WHAT YOU ARE ASKED TO DO
Your task is to transcribe the data in full.

INPUT ROWS
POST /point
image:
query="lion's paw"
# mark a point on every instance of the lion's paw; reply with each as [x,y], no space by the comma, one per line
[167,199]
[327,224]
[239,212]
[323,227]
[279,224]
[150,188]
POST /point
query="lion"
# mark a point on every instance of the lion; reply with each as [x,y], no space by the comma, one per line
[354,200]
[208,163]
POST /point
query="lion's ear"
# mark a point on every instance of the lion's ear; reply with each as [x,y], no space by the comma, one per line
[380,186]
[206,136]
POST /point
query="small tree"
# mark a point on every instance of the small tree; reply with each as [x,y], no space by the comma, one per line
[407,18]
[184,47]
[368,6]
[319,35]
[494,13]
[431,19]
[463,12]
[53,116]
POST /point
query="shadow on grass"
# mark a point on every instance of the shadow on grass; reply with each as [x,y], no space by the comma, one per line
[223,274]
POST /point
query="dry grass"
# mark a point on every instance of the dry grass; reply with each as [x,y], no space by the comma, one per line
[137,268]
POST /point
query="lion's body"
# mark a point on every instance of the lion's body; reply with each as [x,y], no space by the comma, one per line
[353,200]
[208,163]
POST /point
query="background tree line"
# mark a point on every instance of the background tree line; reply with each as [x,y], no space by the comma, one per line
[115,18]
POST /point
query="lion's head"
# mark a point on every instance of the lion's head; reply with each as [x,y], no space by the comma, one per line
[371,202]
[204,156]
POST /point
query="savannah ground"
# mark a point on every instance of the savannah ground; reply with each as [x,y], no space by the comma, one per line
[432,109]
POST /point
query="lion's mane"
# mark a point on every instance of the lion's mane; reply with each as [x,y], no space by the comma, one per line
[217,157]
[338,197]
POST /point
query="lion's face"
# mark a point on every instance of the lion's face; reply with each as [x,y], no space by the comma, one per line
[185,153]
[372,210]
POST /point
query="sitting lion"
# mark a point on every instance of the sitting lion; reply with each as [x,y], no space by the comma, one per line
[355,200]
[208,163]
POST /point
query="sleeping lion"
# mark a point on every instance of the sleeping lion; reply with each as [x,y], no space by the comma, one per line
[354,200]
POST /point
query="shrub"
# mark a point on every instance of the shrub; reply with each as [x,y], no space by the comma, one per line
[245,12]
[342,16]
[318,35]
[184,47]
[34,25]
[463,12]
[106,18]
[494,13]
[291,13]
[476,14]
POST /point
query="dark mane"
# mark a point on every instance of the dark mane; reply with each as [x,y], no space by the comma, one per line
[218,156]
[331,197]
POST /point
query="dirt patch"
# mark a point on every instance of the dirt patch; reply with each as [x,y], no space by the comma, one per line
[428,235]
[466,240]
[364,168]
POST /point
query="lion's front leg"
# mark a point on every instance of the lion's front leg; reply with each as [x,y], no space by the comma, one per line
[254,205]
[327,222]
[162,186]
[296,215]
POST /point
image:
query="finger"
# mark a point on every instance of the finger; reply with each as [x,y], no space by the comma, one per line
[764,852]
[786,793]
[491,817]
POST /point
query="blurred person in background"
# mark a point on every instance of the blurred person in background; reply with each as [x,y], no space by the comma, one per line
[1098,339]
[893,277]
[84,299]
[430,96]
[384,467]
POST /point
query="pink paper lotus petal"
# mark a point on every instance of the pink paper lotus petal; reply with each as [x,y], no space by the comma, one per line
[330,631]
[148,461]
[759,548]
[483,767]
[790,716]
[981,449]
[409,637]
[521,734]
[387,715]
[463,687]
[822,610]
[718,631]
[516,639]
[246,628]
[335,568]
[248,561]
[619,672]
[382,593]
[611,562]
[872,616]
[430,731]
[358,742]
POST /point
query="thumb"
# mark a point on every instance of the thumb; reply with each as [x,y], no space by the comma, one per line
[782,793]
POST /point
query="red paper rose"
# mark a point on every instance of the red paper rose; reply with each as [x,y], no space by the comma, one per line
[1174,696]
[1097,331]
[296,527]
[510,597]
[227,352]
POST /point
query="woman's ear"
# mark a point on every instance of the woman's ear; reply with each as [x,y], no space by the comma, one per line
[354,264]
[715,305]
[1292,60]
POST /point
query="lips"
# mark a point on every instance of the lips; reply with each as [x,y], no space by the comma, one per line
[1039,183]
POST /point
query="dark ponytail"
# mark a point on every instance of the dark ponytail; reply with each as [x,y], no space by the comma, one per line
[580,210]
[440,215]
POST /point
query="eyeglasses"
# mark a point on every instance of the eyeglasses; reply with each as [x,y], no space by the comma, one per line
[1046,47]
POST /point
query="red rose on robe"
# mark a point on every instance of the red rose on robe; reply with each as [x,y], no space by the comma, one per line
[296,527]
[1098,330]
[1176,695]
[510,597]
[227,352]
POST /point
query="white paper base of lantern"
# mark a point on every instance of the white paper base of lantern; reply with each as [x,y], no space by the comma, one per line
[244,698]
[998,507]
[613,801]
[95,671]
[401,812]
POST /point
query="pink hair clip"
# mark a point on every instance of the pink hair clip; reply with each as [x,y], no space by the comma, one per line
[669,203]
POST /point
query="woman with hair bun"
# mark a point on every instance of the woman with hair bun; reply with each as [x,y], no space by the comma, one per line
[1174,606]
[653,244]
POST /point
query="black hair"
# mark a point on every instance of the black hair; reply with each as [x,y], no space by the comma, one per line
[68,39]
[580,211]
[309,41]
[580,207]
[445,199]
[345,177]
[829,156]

ANSWER
POST /point
image:
query="lion's paw"
# mark a point on every instance of the lion's paw; reply with each as [x,y], no space by the comma, one per line
[167,199]
[327,224]
[239,212]
[323,227]
[279,224]
[150,188]
POST /point
query="lion"
# mark a point on every instance of the lion; reply with each as [x,y], no space by the comma, one per line
[354,200]
[208,163]
POST /point
query="lion's ear"
# mark a point on every instance of the lion's ear; reply with each as [x,y], no space by the comma, one per line
[380,186]
[206,136]
POST /point
query="small tree"
# mark a point on every instance of the small tree; reply with each as [x,y], no space by the comma, one per line
[407,18]
[184,47]
[368,6]
[319,35]
[494,13]
[431,19]
[463,12]
[53,116]
POST /point
query="shadow on grass"
# mark a point on every instance of the shadow on grass; reply with each as [x,y], no space by the comma, one per line
[223,274]
POST /point
query="dry grass"
# mark a point on every instance of the dry grass; reply with each as [x,y], no space by the comma, one per line
[137,268]
POST /point
query="lion's body"
# mark a point on every instance of the lion's body; reply with each as [x,y], no space by the comma, one per line
[353,200]
[208,163]
POST /point
query="background tree line"
# mark a point on every instance of the background tree line; reply with each as [x,y], no space by the comma, one per line
[115,18]
POST /point
query="lion's head"
# mark a point on every instance of the lion's head; reply with each as [x,y], no space by the comma, one per line
[371,202]
[204,156]
POST /point
query="savannah ground"
# mark a point on every instance of the savannah ground; reply with each as [x,y], no space by the comma, one per line
[432,109]
POST /point
query="lion's mane"
# mark a point on every instance of the lion's mane; reply with each as [x,y], no space by the comma, one per line
[217,157]
[338,197]
POST /point
query="lion's face"
# mark a point on every instance of the lion's face; reply with each as [x,y], no space by the comma, one per line
[185,153]
[372,210]
POST /point
query="sitting lion"
# mark a point on every instance of the sitting lion; reply with each as [x,y], no space by the comma, one per line
[355,200]
[208,163]
POST /point
query="sleeping lion"
# mark a point on every instance of the sleeping lion; reply with each as [x,y], no space by the comma, one per line
[354,200]
POST /point
query="shrub"
# mark a point on every instance of the shrub; reply with each as [x,y], no space by the comma, one per line
[245,12]
[342,16]
[318,35]
[184,47]
[34,25]
[463,12]
[106,18]
[494,13]
[291,13]
[476,14]
POST /point
query="dark mane"
# mark a point on every instance of the dark mane; reply with each as [x,y], no space by the comma, one per line
[218,156]
[331,197]
POST /point
query="dirt patch"
# mark a point on every instance of the dirt patch; reply with each as [x,y], no space by the comma, one per line
[428,235]
[466,240]
[364,168]
POST /point
query="lion's front leg"
# mark a point on every instance of the lion's front leg; reply with each as [x,y], no space by the comma, one per line
[254,205]
[327,222]
[162,186]
[296,215]
POST /point
image:
query="finger"
# mark a point on every instance of the finger; reply with each as [x,y], no space by the comma, one per line
[764,852]
[786,793]
[491,817]
POST /point
query="blurred person in background"
# mark a point on every instance of the blurred person in background; reply with each as [x,y], no space by the comma, one per line
[1098,339]
[893,277]
[84,299]
[430,96]
[384,467]
POST /point
query="pink paper lotus petal"
# mark a point on every instance of the pink paper lotus petal; reply with each as [x,y], no space by the comma, one per line
[330,631]
[148,461]
[759,548]
[483,767]
[790,716]
[981,449]
[409,637]
[521,734]
[387,715]
[463,687]
[822,610]
[718,631]
[516,639]
[246,628]
[335,568]
[248,561]
[619,672]
[382,593]
[611,562]
[872,616]
[430,731]
[358,742]
POST /point
query="thumb"
# mark a point on every instance of the thumb; reply with each as [x,y], no space by the comma, one per line
[782,793]
POST /point
query="red paper rose"
# mark a point on every instance of the red paper rose; reply with each as [x,y], no space by the comma, one per line
[1174,696]
[1097,331]
[296,527]
[510,597]
[227,352]
POST /point
query="woman's ear"
# mark a point on every instance of the woman's ear; reply with each as [x,y], no space by the comma, one per line
[354,264]
[715,305]
[1292,60]
POST /point
query="lips"
# mark a point on every instance of the lips; reply with each as [x,y], no space by the comma, one per line
[1039,183]
POST /point
query="dark ponytail"
# mark a point on every instance of the dark ponytail; reply with each as [x,y], no space by the comma, one per line
[580,210]
[440,215]
POST /point
query="eyeglasses"
# mark a point on every instance of the eyeglasses; reply with each as [x,y], no space by the comma, one per line
[1046,47]
POST /point
query="red rose on robe"
# mark a point on every instance of the red rose on robe; reply with each as [x,y], no space by the comma, one per line
[296,527]
[1098,330]
[1176,695]
[510,597]
[227,352]
POST /point
query="white paper base of lantern"
# mark a point on every instance of the white paper base of lantern; reply with each as [x,y], no space by the comma, one per line
[244,698]
[998,507]
[613,801]
[95,671]
[401,812]
POST /point
query="pink hair clip"
# mark a point on every instance of the pink hair clip; reply with each as [x,y], no space by the comma, one per line
[669,203]
POST /point
query="woman with hair bun"
# mark a point on every instance of the woman with hair bun; reply with each as [x,y], no space by the comma, one per line
[1174,606]
[653,244]
POST /point
query="black hair"
# mark a point on every instance of the black hair; reply with each as [x,y], no space by the comma, one per line
[68,39]
[580,211]
[309,41]
[580,207]
[445,199]
[345,177]
[829,156]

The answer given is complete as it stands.